◆ DATA SUPPLIED ◆

►

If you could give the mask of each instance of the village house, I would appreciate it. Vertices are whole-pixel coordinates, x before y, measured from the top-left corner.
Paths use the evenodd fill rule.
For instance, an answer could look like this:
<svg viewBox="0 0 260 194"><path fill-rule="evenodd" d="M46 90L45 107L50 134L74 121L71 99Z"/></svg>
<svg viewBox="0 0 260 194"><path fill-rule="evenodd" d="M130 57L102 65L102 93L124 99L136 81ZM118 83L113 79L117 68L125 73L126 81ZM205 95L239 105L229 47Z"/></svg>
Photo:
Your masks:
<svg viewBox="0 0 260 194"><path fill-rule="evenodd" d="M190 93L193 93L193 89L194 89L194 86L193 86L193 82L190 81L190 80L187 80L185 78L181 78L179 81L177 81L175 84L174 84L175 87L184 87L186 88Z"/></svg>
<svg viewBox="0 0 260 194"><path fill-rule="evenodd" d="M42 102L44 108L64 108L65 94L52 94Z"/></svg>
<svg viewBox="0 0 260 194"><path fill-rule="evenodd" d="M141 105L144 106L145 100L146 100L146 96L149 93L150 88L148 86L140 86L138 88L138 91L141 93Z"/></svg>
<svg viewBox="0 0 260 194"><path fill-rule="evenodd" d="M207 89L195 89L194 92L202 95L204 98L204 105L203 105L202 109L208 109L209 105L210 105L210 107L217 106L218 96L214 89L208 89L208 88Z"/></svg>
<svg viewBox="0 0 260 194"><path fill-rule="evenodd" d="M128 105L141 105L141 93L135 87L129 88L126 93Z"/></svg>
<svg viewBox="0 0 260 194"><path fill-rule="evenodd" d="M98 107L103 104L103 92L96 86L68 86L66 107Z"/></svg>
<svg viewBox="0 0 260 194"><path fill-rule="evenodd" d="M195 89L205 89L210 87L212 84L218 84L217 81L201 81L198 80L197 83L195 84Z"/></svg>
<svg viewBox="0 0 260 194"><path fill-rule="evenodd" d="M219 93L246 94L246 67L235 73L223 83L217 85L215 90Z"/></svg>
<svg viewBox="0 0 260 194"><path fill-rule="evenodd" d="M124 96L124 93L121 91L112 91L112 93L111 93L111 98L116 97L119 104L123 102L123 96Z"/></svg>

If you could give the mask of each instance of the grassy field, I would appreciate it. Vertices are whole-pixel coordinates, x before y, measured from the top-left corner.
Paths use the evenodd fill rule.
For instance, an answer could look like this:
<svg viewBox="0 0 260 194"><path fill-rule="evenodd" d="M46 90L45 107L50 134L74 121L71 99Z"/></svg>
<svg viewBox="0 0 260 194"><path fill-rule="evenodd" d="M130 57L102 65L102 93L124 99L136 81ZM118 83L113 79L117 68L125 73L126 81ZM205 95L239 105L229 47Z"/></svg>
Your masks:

◄

Out of the material above, gather each line where "corner" appears.

If you could give the mask of each instance of the village house, I would appreciate it. Vertices are whole-pixel coordinates, x before y, measured from the top-left corner.
If you could give the mask of each instance of the grassy field, I would appreciate it. Vertices are whole-pixel coordinates, x before y, measured from the top-left corner.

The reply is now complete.